**Activities**
(1) In the excerpt from Our Stolen Future, what did Rachel Carson's predictions about synthetic pesticides lead to?
(2) Set down the stretch of the excerpt from Our Stolen Future that runs from "The threat explored" through "helpless and hopeless.", word for word.

**Source text**
- - - -

Our Stolen Futurea book by Theo Colborn, Dianne Dumanoski, and John Peterson Myers
 
 

 

 

An excerpt from Chapter 12, Defending Ourselves

 
 

 

The threat explored in this book may seem overwhelming, especially to those confronting it for the first time. Feelings of fright and helplessness are, in our experience, not unusual. This is indeed a frightening problem. No one should underestimate its seriousness, even though the magnitude of this threat to human health and well-being is as yet unclear. It would likewise be dangerous to retreat into denial, which can be a strong temptation in the face of large, insidious problems that leave individuals feeling helpless and hopeless.

But however grim and unsettling the facts appear in this instance, facts are not fate. Trends are not destiny. Three decades ago, Rachel Carson's predictions about the impacts of synthetic pesticides led to major changes in their use and thus prevented much of the apocalyptic "silent spring" she envisioned. Today, the growing scientific knowledge about endocrine-disrupting chemicals gives us similar power to avert the hazards outlined in previous chapters. This should be reason for hope rather than despair.

Unfortunately, however, solutions to this problem will be neither quick nor easy. Much of the concern about hormonally active synthetic chemicals arises from the persistence that many of them have in the environment. Many don't readily degrade into benign components. A generation after industrial countries stopped the production of the most notorious of these persistent chemicals, their legacy endures in food and in human and animal bodies. Some will be in the environment for decades, and in a few cases even centuries. At the same time, other hormonally active chemicals remain in production and unexpected new sources of exposure continue to come to light. Most disturbing of all, many of us already carry contamination levels that may put us and our children at risk.

Defending ourselves from this hazard requires action on several fronts aimed at eliminating new sources of hormone disruption and minimizing exposure to hormonally active contaminants already abroad in the environment. This will entail scientific research; redesign of chemicals, manufacturing processes, and products by companies; new government policies; and efforts by individuals to protect themselves and their families. Tragically, there is no way to repair the damage done to individuals who now suffer impairments stemming from chemically caused disruption during their early development. Such damage cannot be undone. But with diligent work by goverment bodies, scientists, corporations, and individuals, we can reduce the threat to the next generation. Over time, the ill effects now evident in wildlife and humans could diminish and gradually disappear.

- - - -

**Provided data**
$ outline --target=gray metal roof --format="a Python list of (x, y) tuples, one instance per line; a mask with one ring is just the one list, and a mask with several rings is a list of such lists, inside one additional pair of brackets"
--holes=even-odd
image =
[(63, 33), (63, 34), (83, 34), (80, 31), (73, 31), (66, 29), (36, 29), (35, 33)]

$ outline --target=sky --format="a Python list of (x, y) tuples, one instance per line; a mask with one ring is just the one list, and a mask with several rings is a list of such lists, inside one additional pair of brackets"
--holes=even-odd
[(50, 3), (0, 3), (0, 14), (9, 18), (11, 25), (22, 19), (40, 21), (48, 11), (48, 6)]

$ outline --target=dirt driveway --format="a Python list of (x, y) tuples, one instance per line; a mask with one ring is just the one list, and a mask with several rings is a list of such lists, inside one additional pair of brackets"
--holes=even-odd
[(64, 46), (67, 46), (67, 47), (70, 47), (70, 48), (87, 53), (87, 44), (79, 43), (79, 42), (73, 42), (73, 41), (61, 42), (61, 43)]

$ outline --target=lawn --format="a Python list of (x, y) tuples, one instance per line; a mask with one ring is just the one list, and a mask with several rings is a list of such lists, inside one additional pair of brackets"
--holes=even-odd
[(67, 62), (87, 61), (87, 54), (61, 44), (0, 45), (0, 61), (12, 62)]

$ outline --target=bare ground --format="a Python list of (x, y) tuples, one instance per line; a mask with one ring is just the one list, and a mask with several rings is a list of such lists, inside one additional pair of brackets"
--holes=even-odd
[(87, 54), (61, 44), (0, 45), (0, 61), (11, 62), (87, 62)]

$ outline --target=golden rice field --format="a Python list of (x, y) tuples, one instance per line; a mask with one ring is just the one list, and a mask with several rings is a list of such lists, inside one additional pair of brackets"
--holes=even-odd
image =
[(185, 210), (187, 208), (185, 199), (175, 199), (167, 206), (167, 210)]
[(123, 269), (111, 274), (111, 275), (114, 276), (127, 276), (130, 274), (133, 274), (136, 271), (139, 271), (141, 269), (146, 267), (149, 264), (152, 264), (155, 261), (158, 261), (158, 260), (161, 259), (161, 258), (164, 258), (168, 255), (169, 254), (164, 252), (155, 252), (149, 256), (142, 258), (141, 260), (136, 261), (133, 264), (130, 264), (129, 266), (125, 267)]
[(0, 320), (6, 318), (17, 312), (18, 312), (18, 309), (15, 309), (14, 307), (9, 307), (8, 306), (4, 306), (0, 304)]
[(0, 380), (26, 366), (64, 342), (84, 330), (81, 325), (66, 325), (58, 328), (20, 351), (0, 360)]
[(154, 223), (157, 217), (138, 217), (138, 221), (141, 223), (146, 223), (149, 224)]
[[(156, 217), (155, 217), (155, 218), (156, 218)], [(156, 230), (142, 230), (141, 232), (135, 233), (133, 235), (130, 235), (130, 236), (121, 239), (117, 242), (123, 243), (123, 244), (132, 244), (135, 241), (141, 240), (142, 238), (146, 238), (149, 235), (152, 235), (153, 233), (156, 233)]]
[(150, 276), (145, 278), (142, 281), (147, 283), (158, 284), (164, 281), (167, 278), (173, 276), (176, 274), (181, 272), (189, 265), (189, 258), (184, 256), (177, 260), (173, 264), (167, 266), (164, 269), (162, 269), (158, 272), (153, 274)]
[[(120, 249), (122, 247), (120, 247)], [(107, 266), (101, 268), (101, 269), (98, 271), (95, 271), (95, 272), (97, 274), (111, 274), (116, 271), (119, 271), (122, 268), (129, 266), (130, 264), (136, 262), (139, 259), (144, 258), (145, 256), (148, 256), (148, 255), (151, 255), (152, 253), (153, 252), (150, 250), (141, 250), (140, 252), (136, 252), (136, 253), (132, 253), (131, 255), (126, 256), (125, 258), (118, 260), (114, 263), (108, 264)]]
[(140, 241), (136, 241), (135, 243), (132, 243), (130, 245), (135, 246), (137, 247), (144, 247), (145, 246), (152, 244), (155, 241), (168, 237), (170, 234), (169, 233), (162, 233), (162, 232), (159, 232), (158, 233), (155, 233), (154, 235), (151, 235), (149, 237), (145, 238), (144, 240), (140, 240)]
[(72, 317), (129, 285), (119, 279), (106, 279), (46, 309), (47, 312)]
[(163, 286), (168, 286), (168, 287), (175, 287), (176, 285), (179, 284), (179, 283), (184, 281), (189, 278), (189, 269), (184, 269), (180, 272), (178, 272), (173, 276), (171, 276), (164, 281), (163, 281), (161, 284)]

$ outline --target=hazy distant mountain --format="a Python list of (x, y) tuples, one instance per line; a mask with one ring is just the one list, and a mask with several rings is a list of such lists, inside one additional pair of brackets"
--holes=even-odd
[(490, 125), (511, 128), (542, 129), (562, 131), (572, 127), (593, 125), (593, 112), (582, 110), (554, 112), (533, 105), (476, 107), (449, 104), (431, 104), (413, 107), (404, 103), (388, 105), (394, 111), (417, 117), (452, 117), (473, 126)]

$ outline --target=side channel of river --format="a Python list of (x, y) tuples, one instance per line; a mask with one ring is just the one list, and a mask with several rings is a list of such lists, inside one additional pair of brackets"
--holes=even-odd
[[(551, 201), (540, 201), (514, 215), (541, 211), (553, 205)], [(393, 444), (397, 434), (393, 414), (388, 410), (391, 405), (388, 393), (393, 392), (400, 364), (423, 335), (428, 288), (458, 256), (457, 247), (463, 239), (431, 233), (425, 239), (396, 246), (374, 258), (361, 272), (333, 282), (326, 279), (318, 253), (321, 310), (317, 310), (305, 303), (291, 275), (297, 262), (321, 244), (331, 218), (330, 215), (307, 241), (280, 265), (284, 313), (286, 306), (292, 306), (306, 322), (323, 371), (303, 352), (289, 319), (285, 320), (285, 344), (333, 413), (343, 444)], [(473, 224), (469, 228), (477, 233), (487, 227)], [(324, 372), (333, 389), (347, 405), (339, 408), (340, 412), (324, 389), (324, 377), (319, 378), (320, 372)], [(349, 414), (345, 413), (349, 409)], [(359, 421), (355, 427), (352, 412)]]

- - - -

**Answers for each item**
(1) They led to major changes in the use of synthetic pesticides.

(2)
The threat explored in this book may seem overwhelming, especially to those confronting it for the first time. Feelings of fright and helplessness are, in our experience, not unusual. This is indeed a frightening problem. No one should underestimate its seriousness, even though the magnitude of this threat to human health and well-being is as yet unclear. It would likewise be dangerous to retreat into denial, which can be a strong temptation in the face of large, insidious problems that leave individuals feeling helpless and hopeless.